Wednesday, Oct. 27, 2010

Kentucky's Senate Race: Rand Paul vs. Jack Conway

No candidate this year has been a lightning rod for controversy like Rand Paul. In May, Paul, 47, became the most prominent Tea Party insurgent to topple an Establishment candidate in a GOP primary, and his blowout victory cemented the movement as a nascent electoral force. Since emerging at the forefront of the antigovernment brigade, however, Paul has been dogged by a succession of potential slipups.

Some were silly, like the tales of the frat-boy antics that introduced the world to a mysterious deity known as Aqua Buddha. Others were weightier, including his assertion that a provision of the Civil Rights Act was unconstitutional and his contention that the Obama Administration's hard line toward BP after the Gulf Coast oil spill was "un-American." The latest incident to mar the campaign was an altercation before an Oct. 25 debate, in which a Paul campaign coordinator stepped on the neck of a liberal activist who had been wrestled to the ground. Paul's camp condemned the incident, but with the Republican locked in a tight battle with Democrat Jack Conway — a race that could determine the fate of the GOP's bid to win back the upper chamber — the episode could damage an already fragile campaign.

Given Paul's ideological beliefs, penchant for bomb throwing and political inexperience, some growing pains were inevitable. "A lot of people are looking for Rand Paul to self-destruct," a Kentucky political analyst told TIME after Paul's primary win over Trey Grayson, Kentucky's secretary of state and the favored candidate of Senate minority leader Mitch McConnell. "I don't think he thinks he's wrong very often. I'm surprised he hasn't made a big mistake."

The prediction was prescient, but early on it seemed the Bowling Green ophthalmologist and son of libertarian Texas Congressman Ron Paul could do no wrong. State GOP leaders lined up in support of Grayson, but Paul won going away, nabbing 59% of the vote after a campaign that seemed perfectly tuned to the frequency of an angry electorate. His libertarian leanings, his willingness to position himself as a foil to party bosses, his social conservatism (he opposes abortion, gay marriage and drug decriminalization) and his famous last name made him a vessel for the Tea Party's hopes. After winning the primary, he told onlookers he was delivering a message from the movement: "We have come to take our government back."

First he has to get by Conway, 41, a task that has proved tougher than many expected. The state's attorney general is a moderate Democrat who prescribes fiscal discipline and small-business tax relief as the antidotes to a sagging budget gap and Kentucky's 10% unemployment rate. But his support for two linchpins of the Obama Administration's legislative agenda — the $787 billion stimulus bill and health care reform — isn't helping him, nor is the allegation that he supported cap and trade. (Conway is adamant about opposing it.)

__Records taken from a dataset__:
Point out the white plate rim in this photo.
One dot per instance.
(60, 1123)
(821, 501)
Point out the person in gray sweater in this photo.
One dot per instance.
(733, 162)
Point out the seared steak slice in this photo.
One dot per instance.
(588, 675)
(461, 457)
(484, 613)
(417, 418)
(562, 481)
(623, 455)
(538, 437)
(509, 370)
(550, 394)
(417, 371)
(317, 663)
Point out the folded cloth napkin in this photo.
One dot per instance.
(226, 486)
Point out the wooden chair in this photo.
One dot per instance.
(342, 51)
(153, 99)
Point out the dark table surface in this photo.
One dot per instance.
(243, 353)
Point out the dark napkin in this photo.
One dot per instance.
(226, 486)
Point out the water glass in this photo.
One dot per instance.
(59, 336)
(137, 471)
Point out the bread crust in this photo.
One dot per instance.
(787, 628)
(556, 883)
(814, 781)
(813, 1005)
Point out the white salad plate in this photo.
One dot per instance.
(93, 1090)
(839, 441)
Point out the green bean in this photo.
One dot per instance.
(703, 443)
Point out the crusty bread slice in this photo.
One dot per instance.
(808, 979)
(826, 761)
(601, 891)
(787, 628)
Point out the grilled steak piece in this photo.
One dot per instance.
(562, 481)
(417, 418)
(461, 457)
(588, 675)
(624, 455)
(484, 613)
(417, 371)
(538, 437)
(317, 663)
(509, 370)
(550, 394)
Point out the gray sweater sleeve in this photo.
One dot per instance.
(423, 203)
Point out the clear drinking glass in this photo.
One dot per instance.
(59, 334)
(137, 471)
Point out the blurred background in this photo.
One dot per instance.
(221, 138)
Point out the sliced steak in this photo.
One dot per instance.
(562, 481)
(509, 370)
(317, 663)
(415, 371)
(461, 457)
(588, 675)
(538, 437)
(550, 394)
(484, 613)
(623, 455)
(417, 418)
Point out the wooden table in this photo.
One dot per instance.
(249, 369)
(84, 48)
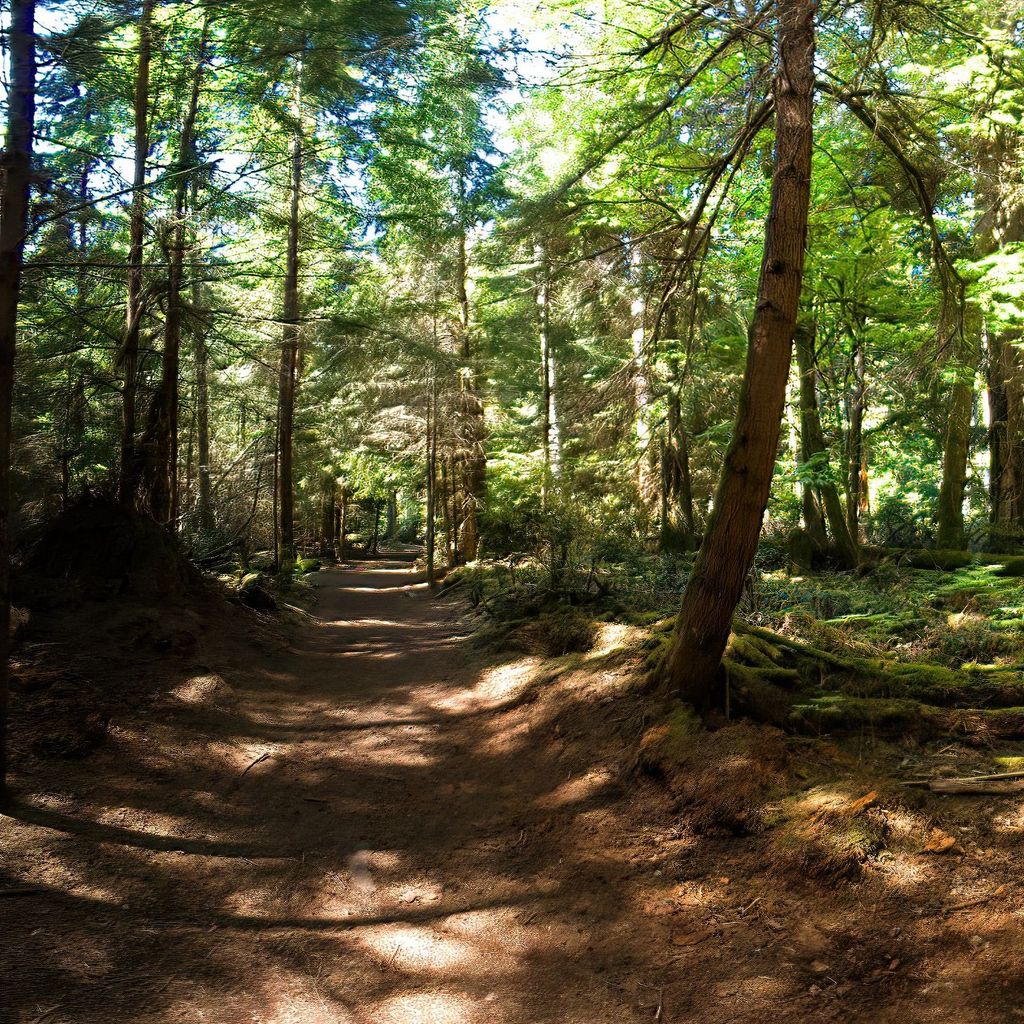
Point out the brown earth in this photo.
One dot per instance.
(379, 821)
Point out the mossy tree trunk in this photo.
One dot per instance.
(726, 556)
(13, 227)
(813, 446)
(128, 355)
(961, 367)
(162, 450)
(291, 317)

...

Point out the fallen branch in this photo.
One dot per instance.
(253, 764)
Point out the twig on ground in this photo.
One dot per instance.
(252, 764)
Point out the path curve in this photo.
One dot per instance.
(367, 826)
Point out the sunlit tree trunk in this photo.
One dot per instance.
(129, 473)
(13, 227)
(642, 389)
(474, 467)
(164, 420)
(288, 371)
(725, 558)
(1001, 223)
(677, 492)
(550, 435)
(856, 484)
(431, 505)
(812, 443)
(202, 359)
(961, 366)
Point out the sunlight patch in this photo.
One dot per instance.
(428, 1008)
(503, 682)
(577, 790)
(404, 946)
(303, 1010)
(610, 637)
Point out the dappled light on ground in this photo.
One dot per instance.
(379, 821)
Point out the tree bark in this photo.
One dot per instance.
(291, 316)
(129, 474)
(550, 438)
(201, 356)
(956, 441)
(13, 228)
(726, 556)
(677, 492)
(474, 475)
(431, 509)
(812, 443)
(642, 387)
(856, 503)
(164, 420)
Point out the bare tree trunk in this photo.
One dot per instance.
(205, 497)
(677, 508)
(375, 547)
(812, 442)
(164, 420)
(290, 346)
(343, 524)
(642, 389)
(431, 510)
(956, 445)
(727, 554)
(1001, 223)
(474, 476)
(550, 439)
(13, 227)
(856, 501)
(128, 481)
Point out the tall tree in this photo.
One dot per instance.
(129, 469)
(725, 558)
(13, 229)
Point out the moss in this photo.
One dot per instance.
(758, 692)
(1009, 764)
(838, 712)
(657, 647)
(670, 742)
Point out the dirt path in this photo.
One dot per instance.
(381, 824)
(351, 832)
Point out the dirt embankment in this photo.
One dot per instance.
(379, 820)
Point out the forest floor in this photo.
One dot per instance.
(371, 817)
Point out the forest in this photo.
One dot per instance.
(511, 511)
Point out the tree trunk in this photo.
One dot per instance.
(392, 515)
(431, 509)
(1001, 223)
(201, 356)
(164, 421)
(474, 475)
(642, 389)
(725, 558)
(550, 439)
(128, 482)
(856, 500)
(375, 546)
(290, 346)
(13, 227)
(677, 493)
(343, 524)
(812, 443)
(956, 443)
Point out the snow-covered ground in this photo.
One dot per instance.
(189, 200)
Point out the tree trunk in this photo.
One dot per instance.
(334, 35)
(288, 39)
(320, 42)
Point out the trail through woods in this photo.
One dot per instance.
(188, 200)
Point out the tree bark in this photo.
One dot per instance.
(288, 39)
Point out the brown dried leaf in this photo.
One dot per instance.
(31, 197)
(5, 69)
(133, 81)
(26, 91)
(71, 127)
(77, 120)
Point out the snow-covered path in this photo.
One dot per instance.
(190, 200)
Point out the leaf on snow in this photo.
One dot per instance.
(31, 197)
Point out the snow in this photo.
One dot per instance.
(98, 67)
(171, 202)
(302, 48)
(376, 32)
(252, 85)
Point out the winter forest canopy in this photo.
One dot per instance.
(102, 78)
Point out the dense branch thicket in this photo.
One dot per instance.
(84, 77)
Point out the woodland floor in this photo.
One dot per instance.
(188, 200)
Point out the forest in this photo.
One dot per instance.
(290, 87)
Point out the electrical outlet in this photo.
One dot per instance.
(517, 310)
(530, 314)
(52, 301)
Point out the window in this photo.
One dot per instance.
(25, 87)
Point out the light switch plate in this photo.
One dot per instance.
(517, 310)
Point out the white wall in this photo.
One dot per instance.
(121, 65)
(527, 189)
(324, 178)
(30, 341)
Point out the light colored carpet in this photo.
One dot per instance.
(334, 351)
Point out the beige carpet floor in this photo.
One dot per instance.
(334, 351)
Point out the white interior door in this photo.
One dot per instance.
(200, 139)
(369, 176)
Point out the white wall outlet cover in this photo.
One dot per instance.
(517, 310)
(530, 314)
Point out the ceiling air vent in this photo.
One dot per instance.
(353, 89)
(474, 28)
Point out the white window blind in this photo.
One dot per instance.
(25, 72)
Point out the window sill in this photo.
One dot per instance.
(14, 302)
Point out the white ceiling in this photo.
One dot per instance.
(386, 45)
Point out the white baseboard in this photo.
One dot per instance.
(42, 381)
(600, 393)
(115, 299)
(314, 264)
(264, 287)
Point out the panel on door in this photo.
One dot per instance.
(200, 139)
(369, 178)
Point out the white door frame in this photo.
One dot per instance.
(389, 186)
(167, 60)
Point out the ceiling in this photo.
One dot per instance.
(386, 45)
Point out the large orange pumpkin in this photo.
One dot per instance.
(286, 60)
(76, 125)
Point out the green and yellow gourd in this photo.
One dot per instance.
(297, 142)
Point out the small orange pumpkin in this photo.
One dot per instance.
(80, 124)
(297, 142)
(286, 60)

__TASK 1__:
According to the article on Kentucky's Senate race, what share of the primary vote did Rand Paul win?
__TASK 2__:
Please transcribe the article on Kentucky's Senate race, everything from "First he has" down to "about opposing it.)".
The records are separate material, apart from the article on Kentucky's Senate race.

__WORKED SOLUTION 1__:
59% of the vote.

__WORKED SOLUTION 2__:
First he has to get by Conway, 41, a task that has proved tougher than many expected. The state's attorney general is a moderate Democrat who prescribes fiscal discipline and small-business tax relief as the antidotes to a sagging budget gap and Kentucky's 10% unemployment rate. But his support for two linchpins of the Obama Administration's legislative agenda — the $787 billion stimulus bill and health care reform — isn't helping him, nor is the allegation that he supported cap and trade. (Conway is adamant about opposing it.)